Exercise
Write out every one of the following rows line for line, with no changes.

▽

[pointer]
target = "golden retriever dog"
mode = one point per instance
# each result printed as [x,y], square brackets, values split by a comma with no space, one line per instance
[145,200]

△

Result
[pointer]
target = "golden retriever dog"
mode = one point per instance
# each result printed as [x,y], square brackets, values split by a comma with no space, one line per instance
[145,200]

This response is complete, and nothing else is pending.